Do this: Your task is to copy the listing exactly, with the pictures left out.

Saved entries
|---|

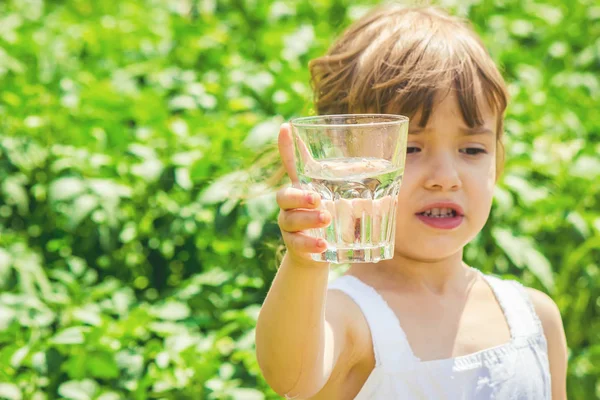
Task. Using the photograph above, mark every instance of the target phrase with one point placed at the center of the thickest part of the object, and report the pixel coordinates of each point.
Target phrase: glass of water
(356, 163)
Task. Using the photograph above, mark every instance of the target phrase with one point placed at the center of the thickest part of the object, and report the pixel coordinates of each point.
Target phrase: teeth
(439, 212)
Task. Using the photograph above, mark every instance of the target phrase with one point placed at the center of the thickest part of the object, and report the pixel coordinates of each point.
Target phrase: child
(422, 325)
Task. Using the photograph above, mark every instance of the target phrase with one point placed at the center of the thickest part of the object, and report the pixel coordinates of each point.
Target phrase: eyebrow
(477, 130)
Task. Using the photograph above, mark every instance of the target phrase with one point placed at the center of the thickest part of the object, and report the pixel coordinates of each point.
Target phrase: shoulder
(342, 308)
(549, 315)
(547, 311)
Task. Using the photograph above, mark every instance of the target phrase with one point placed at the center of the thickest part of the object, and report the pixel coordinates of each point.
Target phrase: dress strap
(518, 309)
(390, 345)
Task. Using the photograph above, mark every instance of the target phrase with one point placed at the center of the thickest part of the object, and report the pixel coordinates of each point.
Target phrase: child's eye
(473, 151)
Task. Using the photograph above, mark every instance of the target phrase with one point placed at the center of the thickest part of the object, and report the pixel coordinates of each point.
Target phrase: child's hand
(299, 208)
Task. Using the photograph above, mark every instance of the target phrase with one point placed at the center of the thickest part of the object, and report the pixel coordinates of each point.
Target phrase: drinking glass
(356, 163)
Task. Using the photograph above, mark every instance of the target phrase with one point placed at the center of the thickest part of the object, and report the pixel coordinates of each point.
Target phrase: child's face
(444, 164)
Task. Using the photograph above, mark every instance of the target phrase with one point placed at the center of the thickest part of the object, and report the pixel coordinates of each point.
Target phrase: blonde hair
(401, 60)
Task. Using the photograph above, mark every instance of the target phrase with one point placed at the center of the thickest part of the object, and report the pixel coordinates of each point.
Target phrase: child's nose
(443, 173)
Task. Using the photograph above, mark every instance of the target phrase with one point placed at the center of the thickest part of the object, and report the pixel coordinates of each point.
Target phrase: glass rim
(315, 121)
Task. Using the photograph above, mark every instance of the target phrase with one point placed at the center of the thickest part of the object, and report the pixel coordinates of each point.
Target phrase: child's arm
(549, 314)
(298, 341)
(298, 338)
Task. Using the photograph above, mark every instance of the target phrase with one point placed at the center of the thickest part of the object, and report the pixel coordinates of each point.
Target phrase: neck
(434, 277)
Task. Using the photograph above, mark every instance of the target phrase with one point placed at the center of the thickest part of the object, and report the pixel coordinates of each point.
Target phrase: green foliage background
(128, 269)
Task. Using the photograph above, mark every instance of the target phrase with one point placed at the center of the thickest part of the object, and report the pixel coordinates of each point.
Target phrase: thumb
(286, 152)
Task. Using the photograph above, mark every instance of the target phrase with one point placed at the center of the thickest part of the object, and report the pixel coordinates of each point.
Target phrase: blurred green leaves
(137, 239)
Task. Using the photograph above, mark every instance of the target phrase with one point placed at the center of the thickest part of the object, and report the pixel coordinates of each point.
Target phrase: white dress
(517, 370)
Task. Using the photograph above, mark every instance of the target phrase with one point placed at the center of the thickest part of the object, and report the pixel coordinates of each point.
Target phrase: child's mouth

|---|

Response:
Task. Using the photograph above, mark every instance of the target phrase with one point placed at the center of the thickest part of the object, and report the pixel coordinates of each point.
Target phrase: glass of water
(356, 163)
Task. Using the photograph above, mark every instance of the target phrase with one point placed at the center of the thickest part of the object, and report the pixel coordinates of each point.
Target phrase: teeth
(439, 212)
Task. Using the photograph above, mark every instance of the target phrase with one point placed at the center of the thickest part of the object, and report the pixel coordinates of each point.
Target phrase: child
(422, 325)
Task. Using the photograph above, mark every instance of the target phrase with one point placed at the center of the thickest part of the object, and report the pixel coordinates of each point.
Target phrase: eyebrow
(477, 130)
Task. Using the photograph above, mark every instance of the target phrase with one point placed at the center of the thickest part of the object, and report the pixel coordinates of each point.
Target phrase: shoulder
(342, 308)
(549, 315)
(547, 311)
Task. Using the photograph above, mark every instance of the target phrase with one point placed at the center of the thickest part of the object, and report the pixel coordinates of each point.
Target phrase: dress strap
(518, 309)
(390, 345)
Task. Using the photograph above, mark every instance of the target phrase with one point placed at the center of the thickest part of the object, and report the pixel coordinates of each point.
Target phrase: child's eye
(473, 151)
Task. Using the photograph above, mark every instance of the target phrase with one point placed at the center of the thickest part of the object, and report the pixel coordinates of each point.
Target phrase: child's hand
(299, 208)
Task. Using the photograph above, mark every instance of the target phrase with one point placed at the center of the thickest part of the object, and report the pixel coordinates of each point.
Target phrase: drinking glass
(356, 163)
Task. Using the photograph above, mark every instance of the target phrase with one point placed at the center of the thickest part of the object, and report the pixel coordinates of each point.
Target phrase: child's face
(444, 164)
Task. Using the photograph above, mark every instance of the target phrase with one point placed at the center of the thickest part of the object, and report the pixel coordinates of each point.
Target phrase: blonde hair
(401, 60)
Task. Using the photograph above, mark every instance of the target phrase with one point placed at the center of the thickest part of the object, and report the pixel coordinates of each point.
Target phrase: child's nose
(443, 173)
Task. Using the photograph above, mark every instance of the target phrase with one point placed at the center of the thickest part of the object, and report the pixel coordinates of each point.
Target phrase: glass rim
(315, 121)
Task. Using the photograph above, mark every instance of the target phrase with one point placed at the center of the thickest part of the object, and report the pixel coordinates of each point.
Target phrase: child's arm
(549, 314)
(298, 341)
(298, 338)
Task. Using the photograph above, mark every instance of the target phrase with one point placed at the center of the thickest part of the object, and report the pixel coordinates of each point.
Target phrase: neck
(434, 277)
Task. Using the photograph above, mark every instance of the target phrase with one point placed at the center of the thickest part of the object, and report the pixel coordinates of each point.
Target phrase: green foliage background
(128, 269)
Task. Using the photograph above, mark every instance of the target phrase with one point placed at the center of the thickest part of the object, and report the pixel coordinates of each point.
Target phrase: thumb
(286, 152)
Task. Using the photograph above, mark every instance of the target phrase with one point placed at the center of the thickest part of the object, and report the pixel coordinates of each point.
Target phrase: blurred green leaves
(137, 239)
Task. Using the photograph above, mark every instance of the target phrase with one point placed at the center of the thickest part of the object, and report the pixel coordinates of each point.
Target phrase: white dress
(517, 370)
Task. Using the photograph above, mark every instance of the target phrase with one point placed at the center of the thickest part of the object, and report the pixel coordinates of each point.
Target phrase: child's mouth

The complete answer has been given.